→ **Rows from a dataset**:

========================

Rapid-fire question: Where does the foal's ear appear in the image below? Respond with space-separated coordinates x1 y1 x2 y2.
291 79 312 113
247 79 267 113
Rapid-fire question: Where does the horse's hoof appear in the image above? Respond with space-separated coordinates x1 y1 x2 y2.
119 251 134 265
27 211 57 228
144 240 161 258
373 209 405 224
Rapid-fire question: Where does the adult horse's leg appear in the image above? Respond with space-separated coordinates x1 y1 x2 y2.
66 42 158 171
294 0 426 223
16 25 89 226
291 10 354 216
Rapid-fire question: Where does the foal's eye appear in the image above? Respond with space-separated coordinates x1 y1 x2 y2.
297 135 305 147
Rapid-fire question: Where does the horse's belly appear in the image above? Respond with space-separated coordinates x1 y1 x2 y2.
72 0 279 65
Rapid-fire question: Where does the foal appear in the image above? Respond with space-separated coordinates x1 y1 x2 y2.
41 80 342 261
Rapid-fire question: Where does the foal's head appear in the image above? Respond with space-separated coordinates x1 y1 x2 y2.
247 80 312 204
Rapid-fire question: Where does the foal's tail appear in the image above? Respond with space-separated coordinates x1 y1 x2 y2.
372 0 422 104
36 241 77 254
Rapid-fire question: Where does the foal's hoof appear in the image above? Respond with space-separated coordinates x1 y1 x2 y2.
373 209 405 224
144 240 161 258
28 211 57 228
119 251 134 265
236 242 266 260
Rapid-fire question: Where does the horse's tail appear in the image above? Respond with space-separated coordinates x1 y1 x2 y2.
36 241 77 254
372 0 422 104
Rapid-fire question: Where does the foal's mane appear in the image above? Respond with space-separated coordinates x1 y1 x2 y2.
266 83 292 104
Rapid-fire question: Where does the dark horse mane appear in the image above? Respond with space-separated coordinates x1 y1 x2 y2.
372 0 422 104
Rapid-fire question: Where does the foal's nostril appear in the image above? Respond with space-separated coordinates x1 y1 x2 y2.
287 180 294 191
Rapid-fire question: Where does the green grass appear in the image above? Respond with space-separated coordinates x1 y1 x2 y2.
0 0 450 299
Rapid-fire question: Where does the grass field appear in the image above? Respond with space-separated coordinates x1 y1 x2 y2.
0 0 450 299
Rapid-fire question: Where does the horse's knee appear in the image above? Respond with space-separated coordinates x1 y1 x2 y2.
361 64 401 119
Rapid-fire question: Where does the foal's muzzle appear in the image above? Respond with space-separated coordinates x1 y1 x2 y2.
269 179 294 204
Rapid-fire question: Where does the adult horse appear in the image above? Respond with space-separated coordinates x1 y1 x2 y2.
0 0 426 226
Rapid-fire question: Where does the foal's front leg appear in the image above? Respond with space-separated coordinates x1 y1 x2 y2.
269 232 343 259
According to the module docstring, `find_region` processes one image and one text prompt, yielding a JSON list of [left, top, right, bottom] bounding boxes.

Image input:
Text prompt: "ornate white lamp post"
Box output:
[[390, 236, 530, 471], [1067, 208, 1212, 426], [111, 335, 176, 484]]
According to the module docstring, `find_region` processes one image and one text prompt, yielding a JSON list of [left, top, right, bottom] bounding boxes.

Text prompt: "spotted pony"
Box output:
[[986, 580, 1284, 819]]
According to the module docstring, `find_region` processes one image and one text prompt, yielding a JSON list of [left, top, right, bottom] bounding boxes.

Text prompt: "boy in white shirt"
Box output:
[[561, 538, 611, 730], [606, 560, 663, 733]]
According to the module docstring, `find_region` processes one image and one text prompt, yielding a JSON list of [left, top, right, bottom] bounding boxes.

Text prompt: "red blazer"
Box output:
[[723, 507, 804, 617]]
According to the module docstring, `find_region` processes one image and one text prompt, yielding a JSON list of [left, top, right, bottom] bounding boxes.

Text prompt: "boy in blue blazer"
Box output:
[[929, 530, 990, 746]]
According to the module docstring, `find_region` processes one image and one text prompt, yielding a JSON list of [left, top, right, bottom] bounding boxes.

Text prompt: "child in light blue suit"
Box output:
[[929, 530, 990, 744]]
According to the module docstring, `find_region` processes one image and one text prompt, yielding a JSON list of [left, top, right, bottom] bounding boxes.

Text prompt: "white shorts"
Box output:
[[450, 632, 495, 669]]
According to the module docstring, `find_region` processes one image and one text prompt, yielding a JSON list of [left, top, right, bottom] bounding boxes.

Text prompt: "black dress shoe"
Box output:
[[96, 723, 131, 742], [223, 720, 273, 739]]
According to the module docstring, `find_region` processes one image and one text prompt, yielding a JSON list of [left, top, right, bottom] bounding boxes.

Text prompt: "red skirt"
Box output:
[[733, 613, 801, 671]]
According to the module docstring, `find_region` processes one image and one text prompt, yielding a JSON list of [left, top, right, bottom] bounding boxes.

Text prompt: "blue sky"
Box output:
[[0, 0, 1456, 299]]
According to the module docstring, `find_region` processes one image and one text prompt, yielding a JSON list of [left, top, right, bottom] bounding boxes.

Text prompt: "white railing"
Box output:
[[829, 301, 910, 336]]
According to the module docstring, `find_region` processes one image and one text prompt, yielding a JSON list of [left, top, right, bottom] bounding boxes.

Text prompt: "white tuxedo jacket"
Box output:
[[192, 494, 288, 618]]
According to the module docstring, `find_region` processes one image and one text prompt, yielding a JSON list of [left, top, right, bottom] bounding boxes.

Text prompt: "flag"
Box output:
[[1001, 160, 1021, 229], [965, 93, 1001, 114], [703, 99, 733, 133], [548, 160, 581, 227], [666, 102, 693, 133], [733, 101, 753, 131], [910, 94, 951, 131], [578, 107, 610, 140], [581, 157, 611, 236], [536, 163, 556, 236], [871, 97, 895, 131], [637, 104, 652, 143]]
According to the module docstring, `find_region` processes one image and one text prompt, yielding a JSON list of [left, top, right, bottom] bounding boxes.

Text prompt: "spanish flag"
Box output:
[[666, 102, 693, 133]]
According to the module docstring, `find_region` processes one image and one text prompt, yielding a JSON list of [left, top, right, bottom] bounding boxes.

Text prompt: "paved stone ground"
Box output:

========================

→ **AIM OF THE EXERCISE**:
Report every line of the items that contains the word "blazer". Case counts, so include only lines where it appears with this exact capitalization.

→ **OUTPUT FOR THIS EXERCISE**:
Text prompt: "red blazer"
Text prompt: "boy in blue blazer"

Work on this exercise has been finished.